— BEGIN Records supplied —

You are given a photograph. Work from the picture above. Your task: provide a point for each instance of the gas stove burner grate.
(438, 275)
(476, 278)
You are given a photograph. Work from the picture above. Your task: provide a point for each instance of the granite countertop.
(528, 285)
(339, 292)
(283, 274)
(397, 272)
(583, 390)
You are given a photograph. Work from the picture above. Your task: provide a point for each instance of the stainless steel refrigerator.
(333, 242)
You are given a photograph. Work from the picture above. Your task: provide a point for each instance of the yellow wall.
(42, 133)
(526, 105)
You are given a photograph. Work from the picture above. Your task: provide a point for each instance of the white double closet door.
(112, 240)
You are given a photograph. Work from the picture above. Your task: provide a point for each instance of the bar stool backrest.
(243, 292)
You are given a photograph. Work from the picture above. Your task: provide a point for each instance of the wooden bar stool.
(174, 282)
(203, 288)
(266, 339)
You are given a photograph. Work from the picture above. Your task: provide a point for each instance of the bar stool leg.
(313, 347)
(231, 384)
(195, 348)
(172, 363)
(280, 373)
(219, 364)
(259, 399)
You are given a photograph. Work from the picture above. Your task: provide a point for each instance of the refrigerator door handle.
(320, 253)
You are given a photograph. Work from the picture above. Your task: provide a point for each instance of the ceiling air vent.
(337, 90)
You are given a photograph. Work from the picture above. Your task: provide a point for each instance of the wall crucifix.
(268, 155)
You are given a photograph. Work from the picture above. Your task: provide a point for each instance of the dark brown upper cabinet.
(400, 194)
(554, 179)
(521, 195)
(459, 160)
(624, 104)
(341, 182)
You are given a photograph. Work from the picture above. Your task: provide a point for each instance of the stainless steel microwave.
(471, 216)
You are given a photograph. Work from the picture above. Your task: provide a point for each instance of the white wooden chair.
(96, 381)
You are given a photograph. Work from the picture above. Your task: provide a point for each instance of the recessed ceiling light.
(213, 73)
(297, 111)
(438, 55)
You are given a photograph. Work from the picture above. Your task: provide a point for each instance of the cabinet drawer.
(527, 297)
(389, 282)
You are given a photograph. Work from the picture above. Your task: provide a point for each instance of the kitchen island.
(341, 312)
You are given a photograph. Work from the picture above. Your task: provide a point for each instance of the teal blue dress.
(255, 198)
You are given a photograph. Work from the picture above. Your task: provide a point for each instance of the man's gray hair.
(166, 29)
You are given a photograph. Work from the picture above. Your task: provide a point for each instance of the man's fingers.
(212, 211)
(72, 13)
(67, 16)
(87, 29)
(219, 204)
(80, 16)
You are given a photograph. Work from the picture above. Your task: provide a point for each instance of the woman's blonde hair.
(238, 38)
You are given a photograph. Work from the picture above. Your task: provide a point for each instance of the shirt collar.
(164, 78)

— END Records supplied —
— BEGIN Records supplied —

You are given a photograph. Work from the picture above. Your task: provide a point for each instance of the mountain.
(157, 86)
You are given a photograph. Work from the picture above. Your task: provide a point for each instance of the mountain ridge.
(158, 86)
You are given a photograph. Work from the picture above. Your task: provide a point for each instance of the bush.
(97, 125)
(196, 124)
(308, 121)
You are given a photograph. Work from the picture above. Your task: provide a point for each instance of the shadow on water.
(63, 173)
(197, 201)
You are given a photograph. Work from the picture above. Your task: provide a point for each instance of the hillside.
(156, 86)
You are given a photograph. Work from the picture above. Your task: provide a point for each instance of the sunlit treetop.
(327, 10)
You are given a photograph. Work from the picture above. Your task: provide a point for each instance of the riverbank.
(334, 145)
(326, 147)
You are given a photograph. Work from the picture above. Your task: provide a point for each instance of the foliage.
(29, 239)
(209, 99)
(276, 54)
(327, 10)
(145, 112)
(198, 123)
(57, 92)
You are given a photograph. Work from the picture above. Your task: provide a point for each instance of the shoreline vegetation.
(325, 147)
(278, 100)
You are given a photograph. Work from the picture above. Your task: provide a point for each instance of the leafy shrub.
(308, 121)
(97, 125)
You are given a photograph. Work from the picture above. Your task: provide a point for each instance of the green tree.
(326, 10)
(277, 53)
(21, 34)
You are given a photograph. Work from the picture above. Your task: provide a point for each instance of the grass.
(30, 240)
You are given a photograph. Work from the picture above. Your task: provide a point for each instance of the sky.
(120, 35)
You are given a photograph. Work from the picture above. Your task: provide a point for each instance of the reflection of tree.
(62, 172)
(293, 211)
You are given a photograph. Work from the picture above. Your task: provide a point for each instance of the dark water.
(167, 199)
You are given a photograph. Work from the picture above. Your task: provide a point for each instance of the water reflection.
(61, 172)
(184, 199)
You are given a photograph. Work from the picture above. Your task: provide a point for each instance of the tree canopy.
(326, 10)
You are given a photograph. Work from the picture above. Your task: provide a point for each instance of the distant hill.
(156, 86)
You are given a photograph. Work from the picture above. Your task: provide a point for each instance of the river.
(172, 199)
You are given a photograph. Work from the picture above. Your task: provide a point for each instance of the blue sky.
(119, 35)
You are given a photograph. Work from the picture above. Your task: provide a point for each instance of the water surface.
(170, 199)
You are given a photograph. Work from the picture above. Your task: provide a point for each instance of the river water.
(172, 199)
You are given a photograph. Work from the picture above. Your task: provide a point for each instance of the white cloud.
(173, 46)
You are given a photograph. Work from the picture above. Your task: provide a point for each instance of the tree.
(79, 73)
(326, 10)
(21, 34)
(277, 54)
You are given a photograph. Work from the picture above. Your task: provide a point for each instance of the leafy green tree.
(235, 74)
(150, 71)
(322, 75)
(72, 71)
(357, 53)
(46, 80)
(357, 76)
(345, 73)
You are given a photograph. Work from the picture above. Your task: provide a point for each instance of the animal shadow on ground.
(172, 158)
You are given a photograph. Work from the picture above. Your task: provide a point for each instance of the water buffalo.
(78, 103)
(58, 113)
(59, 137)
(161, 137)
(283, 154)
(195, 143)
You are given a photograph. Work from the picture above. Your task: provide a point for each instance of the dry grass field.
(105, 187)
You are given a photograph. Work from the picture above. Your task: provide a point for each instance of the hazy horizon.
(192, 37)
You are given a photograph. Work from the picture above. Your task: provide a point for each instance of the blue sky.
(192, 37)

— END Records supplied —

> **Set exercise**:
Gather every line of the material above that contains the string "white", matching case exactly.

> **Complete answer**:
You are given a photograph. Work from the picture above. Your task: provide a point for each instance of the white double closet door.
You are given a photograph. Work from the picture above. Your task: provide a point for each instance of the white wooden chair.
You are given a photograph. Work from the picture above. Your task: provide a point for each instance of the white cloud.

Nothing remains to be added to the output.